→ **DATASET EXCERPTS**

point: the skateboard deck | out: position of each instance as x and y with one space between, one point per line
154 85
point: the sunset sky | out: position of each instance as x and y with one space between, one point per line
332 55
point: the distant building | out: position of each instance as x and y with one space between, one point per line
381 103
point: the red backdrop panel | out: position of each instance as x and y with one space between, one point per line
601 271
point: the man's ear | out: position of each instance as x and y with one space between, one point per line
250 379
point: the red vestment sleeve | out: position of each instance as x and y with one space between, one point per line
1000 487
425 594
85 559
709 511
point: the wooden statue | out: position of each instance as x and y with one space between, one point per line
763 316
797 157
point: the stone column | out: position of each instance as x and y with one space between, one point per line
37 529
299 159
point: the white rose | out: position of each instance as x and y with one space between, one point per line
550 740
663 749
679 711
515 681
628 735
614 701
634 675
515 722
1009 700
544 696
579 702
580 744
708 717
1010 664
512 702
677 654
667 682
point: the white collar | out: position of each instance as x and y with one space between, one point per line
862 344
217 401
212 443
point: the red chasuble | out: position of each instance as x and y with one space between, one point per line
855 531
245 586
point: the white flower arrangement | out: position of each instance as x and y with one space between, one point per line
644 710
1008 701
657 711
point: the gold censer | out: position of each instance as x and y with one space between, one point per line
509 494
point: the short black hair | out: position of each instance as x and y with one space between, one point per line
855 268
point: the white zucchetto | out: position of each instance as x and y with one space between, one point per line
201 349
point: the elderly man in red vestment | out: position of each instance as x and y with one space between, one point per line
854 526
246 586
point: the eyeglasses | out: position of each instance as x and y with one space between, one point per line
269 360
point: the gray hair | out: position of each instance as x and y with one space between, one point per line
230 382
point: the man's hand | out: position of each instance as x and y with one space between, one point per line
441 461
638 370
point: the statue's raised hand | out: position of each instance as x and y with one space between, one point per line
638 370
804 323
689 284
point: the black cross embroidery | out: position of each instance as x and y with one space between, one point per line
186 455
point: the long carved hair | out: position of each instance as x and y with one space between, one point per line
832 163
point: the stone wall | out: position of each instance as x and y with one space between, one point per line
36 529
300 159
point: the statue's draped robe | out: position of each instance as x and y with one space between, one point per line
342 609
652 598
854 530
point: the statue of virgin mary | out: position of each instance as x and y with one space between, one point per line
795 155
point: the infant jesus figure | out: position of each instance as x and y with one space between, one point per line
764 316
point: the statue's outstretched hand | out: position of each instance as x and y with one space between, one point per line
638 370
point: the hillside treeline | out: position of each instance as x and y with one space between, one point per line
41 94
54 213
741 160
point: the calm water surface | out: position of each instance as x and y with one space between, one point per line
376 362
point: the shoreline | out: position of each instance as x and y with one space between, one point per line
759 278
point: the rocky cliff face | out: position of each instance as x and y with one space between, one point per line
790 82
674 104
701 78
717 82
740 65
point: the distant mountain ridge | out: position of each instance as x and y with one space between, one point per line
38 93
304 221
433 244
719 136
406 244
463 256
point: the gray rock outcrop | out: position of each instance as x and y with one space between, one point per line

→ **STATED TASK**
Rewrite all of the records above, substituting "one point per row" for every "one point per line" and leaving everything else unchanged.

→ **WORKED ANSWER**
point: the skateboard deck | out: position of each instance as x and y with one space between, one point per row
154 85
point: the sunset sky | out: position of each instance as x and y with one space between, one point per row
332 55
point: the distant building | out: position of each instance as x and y with one space between, one point per row
381 103
point: the red backdrop panel | out: position of each instance as x and y with one space between, one point per row
601 271
point: the man's ear | out: position of each instance as x and y with one space between, one point per row
250 379
point: the red vestment sleeve | out: position of each instance as x and y with one space between, one point per row
1000 487
425 594
85 559
709 511
point: the wooden statue | out: position of each instance as x and y with one space between, one point per row
763 316
797 157
point: the stone column | out: position of each instance as x and y with one space between, one point per row
37 529
299 159
point: the white rose | out: position of each instance as x and y with one space between, one point per row
550 740
663 749
679 711
515 681
628 735
614 701
634 675
515 722
1009 700
544 696
579 702
580 744
708 717
1010 664
512 702
677 654
667 682
point: the white collar | out: position of each instance as x and y with one space between, one point per row
862 344
217 401
212 443
point: the red chasuble | out: position of each instance as x and y with one space between, one point per row
855 531
245 586
point: the white flower arrangement | out: position of each instance as x and y with one space between, one point per row
644 710
1008 701
657 711
point: the gold censer | out: position of each instance as x and y with one space between, one point per row
509 494
point: the short black hair | out: position of each instance as x and y with one space between, one point per row
855 268
point: the white zucchetto | out: position of each instance as x and y with one space between, one point per row
201 349
point: the elderly man in red vestment | out: position of each instance as x and y with one space between, one point per row
854 526
246 586
point: the eyeglasses | out: position of each instance as x and y with one space between, one point per row
269 360
point: the gray hair | out: position of each instance as x and y with one space between, one point per row
230 382
point: the man's hand | out: position of each instance as x and y with one space between, one point per row
441 461
638 370
point: the statue's raised hand | out: position of each instance as x and y with one space between, one point per row
638 370
804 323
689 284
point: the black cross embroidery | out: position of each instance as x and y with one space between, one point per row
186 455
point: the long carved hair | out: position of each instance as x and y with one space between, one point per row
832 163
point: the stone wall | out: position of each instance as x and y with one space between, one point per row
36 529
300 159
point: the statue's draped robe | out: position of each instance as x and y with one space between, one point per row
342 609
652 598
854 530
point: the statue of virgin mary | out: position of each instance as x and y with one space between, one point per row
795 155
point: the infant jesus figure | out: position of each instance as x and y with one space between, one point per row
764 316
point: the statue's outstretched hand | out: position of each instance as x and y with one space between, one point per row
638 370
point: the hillside treeline | out: position of each instance as x and y with one space between, one point per row
41 94
54 213
741 160
point: the calm water surface | out: position of each instance as x and y with one space between, one point per row
376 362
point: the shoreline | out: position of each instance as x and y with one space between, one point per row
759 278
point: the rocky cliff face | out: position of each instance as x and y with one space between, one point per row
790 82
674 104
701 78
717 82
740 65
point: the distant mountain ridge | out: position of each instance as x and y with one space between, one point per row
38 93
304 221
433 244
719 136
406 244
463 256
point: the gray rock outcrop | out: position of each instance as x and y with one space between, one point per row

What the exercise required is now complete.